• _Task statement_: Below are the entries to retype; reproduce each one exactly.

━━ Provided data

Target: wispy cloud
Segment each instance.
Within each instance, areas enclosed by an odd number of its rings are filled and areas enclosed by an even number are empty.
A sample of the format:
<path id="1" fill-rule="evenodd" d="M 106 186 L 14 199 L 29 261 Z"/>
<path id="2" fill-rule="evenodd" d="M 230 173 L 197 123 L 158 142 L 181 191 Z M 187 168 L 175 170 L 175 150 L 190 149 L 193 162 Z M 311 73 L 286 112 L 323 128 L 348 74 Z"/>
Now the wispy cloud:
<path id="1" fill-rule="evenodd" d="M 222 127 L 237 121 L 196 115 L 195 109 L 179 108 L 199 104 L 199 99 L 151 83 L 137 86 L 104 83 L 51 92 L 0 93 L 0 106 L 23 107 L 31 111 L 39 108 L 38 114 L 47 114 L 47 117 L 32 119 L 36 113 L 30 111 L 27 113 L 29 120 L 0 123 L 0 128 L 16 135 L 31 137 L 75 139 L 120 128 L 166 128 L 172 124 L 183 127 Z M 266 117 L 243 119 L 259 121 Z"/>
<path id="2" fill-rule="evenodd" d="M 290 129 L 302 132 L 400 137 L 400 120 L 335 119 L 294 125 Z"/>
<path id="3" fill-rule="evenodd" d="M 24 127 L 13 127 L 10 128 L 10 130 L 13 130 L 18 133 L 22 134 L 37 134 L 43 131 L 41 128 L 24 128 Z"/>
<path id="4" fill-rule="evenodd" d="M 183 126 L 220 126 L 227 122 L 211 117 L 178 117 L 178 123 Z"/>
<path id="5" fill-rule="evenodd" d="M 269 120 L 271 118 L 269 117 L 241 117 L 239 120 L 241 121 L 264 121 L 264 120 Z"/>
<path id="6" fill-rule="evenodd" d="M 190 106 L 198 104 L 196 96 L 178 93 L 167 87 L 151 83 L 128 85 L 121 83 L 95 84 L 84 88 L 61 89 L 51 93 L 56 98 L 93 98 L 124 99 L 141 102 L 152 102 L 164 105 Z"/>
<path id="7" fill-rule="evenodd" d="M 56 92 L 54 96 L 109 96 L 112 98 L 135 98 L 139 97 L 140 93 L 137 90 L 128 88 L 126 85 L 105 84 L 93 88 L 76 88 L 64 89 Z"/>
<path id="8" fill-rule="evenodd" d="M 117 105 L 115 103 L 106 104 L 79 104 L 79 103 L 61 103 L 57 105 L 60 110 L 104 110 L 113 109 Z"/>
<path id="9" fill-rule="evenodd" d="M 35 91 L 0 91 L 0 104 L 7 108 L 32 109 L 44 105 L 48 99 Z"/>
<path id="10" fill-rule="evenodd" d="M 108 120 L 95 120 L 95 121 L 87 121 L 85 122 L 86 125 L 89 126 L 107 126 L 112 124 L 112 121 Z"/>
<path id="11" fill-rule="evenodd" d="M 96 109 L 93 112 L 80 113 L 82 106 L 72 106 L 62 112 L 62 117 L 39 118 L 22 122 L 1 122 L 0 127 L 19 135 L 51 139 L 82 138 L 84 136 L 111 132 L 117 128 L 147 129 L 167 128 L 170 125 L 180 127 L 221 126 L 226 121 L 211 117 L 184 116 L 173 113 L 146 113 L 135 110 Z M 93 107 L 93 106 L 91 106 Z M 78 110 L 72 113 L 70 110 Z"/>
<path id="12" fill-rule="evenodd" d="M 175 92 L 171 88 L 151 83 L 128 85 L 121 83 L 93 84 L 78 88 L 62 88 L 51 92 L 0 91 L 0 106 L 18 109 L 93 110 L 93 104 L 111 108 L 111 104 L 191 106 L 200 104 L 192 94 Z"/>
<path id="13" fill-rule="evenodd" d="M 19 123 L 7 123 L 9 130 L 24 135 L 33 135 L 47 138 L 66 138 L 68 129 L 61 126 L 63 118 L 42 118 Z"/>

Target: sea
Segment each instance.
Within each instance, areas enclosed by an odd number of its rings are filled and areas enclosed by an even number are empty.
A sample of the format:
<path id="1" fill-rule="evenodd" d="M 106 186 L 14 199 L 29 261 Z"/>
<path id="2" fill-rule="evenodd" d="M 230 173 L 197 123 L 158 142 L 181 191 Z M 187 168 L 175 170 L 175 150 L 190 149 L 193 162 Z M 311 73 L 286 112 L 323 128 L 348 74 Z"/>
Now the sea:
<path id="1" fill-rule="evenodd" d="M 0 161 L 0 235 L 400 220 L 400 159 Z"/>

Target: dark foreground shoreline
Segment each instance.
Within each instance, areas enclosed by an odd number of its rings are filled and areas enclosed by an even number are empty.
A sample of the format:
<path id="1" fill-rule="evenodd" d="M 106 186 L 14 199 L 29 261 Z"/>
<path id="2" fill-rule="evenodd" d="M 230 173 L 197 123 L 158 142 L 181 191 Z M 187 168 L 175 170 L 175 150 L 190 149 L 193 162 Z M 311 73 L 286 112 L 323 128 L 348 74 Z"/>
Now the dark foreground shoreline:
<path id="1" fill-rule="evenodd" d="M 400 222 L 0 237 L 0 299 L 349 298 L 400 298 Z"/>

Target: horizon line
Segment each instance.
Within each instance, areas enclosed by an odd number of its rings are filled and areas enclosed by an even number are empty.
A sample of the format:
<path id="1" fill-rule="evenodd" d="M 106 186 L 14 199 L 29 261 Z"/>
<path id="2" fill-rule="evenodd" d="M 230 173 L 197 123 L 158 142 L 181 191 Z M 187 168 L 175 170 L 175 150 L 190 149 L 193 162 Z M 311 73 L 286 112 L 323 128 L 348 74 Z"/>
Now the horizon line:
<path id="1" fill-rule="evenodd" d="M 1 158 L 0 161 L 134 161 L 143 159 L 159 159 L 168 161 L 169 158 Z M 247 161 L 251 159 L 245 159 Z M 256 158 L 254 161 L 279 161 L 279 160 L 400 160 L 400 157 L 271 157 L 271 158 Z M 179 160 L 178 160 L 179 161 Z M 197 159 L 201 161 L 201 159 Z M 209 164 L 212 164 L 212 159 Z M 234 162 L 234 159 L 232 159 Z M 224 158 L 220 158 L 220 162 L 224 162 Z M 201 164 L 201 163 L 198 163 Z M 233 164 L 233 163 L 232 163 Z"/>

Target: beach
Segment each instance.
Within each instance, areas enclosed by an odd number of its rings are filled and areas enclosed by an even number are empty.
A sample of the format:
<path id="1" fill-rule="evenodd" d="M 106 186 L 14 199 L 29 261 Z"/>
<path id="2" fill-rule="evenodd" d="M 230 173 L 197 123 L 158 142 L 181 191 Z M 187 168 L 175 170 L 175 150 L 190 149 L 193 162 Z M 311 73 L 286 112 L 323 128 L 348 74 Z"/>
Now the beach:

━━━━

• _Written answer_:
Target: wispy cloud
Segment each instance.
Within each instance, areas enclosed by an odd number of its rings are filled and areas enclosed by an even number are empty.
A sample of the format:
<path id="1" fill-rule="evenodd" d="M 106 186 L 14 199 L 29 261 Z"/>
<path id="2" fill-rule="evenodd" d="M 230 173 L 197 123 L 158 142 L 181 191 Z M 187 168 L 175 170 L 175 150 L 190 149 L 193 162 Z M 311 73 L 286 112 L 323 128 L 348 74 Z"/>
Now the wispy cloud:
<path id="1" fill-rule="evenodd" d="M 222 127 L 237 121 L 196 115 L 195 109 L 179 108 L 199 104 L 199 99 L 151 83 L 137 86 L 104 83 L 51 92 L 0 93 L 0 106 L 23 107 L 31 111 L 39 108 L 38 114 L 47 114 L 47 117 L 32 119 L 36 113 L 30 111 L 27 113 L 29 120 L 0 123 L 0 128 L 16 135 L 31 137 L 75 139 L 120 128 L 166 128 L 172 124 L 183 127 Z M 266 117 L 243 119 L 259 121 Z"/>
<path id="2" fill-rule="evenodd" d="M 290 129 L 302 132 L 400 137 L 400 120 L 335 119 L 294 125 Z"/>
<path id="3" fill-rule="evenodd" d="M 24 127 L 13 127 L 10 128 L 10 130 L 13 130 L 18 133 L 22 134 L 37 134 L 43 131 L 41 128 L 24 128 Z"/>
<path id="4" fill-rule="evenodd" d="M 183 126 L 220 126 L 227 122 L 211 117 L 178 117 L 178 123 Z"/>
<path id="5" fill-rule="evenodd" d="M 269 120 L 271 118 L 269 117 L 241 117 L 239 120 L 241 121 L 264 121 L 264 120 Z"/>
<path id="6" fill-rule="evenodd" d="M 190 106 L 198 104 L 196 96 L 178 93 L 167 87 L 151 83 L 128 85 L 121 83 L 95 84 L 84 88 L 61 89 L 51 93 L 56 98 L 93 98 L 124 99 L 141 102 L 152 102 L 164 105 Z"/>
<path id="7" fill-rule="evenodd" d="M 56 92 L 54 96 L 109 96 L 112 98 L 135 98 L 139 97 L 140 93 L 137 90 L 128 88 L 126 85 L 105 84 L 93 88 L 76 88 L 64 89 Z"/>
<path id="8" fill-rule="evenodd" d="M 117 105 L 115 103 L 106 104 L 79 104 L 79 103 L 61 103 L 57 105 L 60 110 L 104 110 L 113 109 Z"/>
<path id="9" fill-rule="evenodd" d="M 35 91 L 0 91 L 0 104 L 7 108 L 32 109 L 44 105 L 48 99 Z"/>
<path id="10" fill-rule="evenodd" d="M 108 120 L 95 120 L 95 121 L 87 121 L 85 122 L 86 125 L 89 126 L 107 126 L 112 124 L 112 121 Z"/>
<path id="11" fill-rule="evenodd" d="M 96 109 L 93 112 L 80 113 L 82 106 L 72 106 L 62 112 L 62 117 L 39 118 L 22 122 L 1 122 L 0 127 L 19 135 L 51 139 L 82 138 L 84 136 L 111 132 L 117 128 L 147 129 L 167 128 L 170 125 L 180 127 L 221 126 L 226 121 L 211 117 L 184 116 L 173 113 L 146 113 L 135 110 Z M 93 107 L 93 106 L 91 106 Z M 78 110 L 72 113 L 70 110 Z"/>
<path id="12" fill-rule="evenodd" d="M 175 92 L 171 88 L 151 83 L 128 85 L 121 83 L 93 84 L 78 88 L 62 88 L 51 92 L 0 91 L 0 106 L 18 109 L 93 110 L 93 104 L 111 108 L 111 104 L 191 106 L 200 104 L 192 94 Z"/>
<path id="13" fill-rule="evenodd" d="M 19 123 L 7 123 L 9 130 L 24 135 L 33 135 L 47 138 L 66 138 L 68 129 L 61 126 L 63 118 L 42 118 Z"/>

Target: sea
Segment each instance.
Within each instance, areas enclosed by an odd number of its rings are filled and areas enclosed by an even number are empty.
A sample of the format:
<path id="1" fill-rule="evenodd" d="M 106 186 L 14 199 L 29 261 Z"/>
<path id="2" fill-rule="evenodd" d="M 230 173 L 197 123 L 158 142 L 181 191 Z M 187 168 L 175 170 L 175 150 L 190 149 L 193 162 Z M 311 73 L 286 112 L 323 128 L 348 74 Z"/>
Now the sea:
<path id="1" fill-rule="evenodd" d="M 0 161 L 0 235 L 400 220 L 400 159 Z"/>

Target: dark foreground shoreline
Segment each instance.
Within each instance, areas enclosed by an odd number of its rings are filled and areas enclosed by an even number are empty.
A sample of the format:
<path id="1" fill-rule="evenodd" d="M 106 186 L 14 199 L 29 261 Z"/>
<path id="2" fill-rule="evenodd" d="M 230 173 L 197 123 L 158 142 L 181 191 Z M 187 168 L 175 170 L 175 150 L 190 149 L 193 162 Z M 311 73 L 286 112 L 323 128 L 348 74 Z"/>
Now the dark foreground shoreline:
<path id="1" fill-rule="evenodd" d="M 400 222 L 0 237 L 0 299 L 349 298 L 400 298 Z"/>

Target: horizon line
Segment each instance.
Within each instance, areas enclosed by an odd number of its rings are filled and areas enclosed by an even number are empty.
A sample of the format:
<path id="1" fill-rule="evenodd" d="M 106 186 L 14 199 L 29 261 Z"/>
<path id="2" fill-rule="evenodd" d="M 230 173 L 197 123 L 158 142 L 181 191 Z M 187 168 L 175 170 L 175 150 L 190 149 L 193 162 Z M 311 73 L 286 112 L 323 128 L 348 74 Z"/>
Now the horizon line:
<path id="1" fill-rule="evenodd" d="M 1 158 L 0 161 L 134 161 L 143 159 L 159 159 L 168 161 L 169 158 Z M 247 161 L 251 159 L 245 159 Z M 256 158 L 254 161 L 279 161 L 279 160 L 400 160 L 400 157 L 271 157 L 271 158 Z M 179 160 L 178 160 L 179 161 Z M 197 159 L 201 161 L 201 159 Z M 209 164 L 212 164 L 212 159 Z M 234 162 L 234 159 L 232 159 Z M 224 158 L 220 158 L 220 162 L 224 162 Z M 201 164 L 201 163 L 198 163 Z M 233 164 L 233 163 L 232 163 Z"/>

Target: beach
Segment each instance.
Within each instance, areas enclosed by an odd number of its rings are filled and areas enclosed by an even number are empty.
A sample of the format:
<path id="1" fill-rule="evenodd" d="M 106 186 L 14 199 L 29 261 Z"/>
<path id="2" fill-rule="evenodd" d="M 230 173 L 197 123 L 158 142 L 181 191 Z M 187 168 L 175 170 L 175 150 L 190 149 L 193 162 Z M 311 73 L 286 112 L 323 128 L 348 74 Z"/>
Now the beach:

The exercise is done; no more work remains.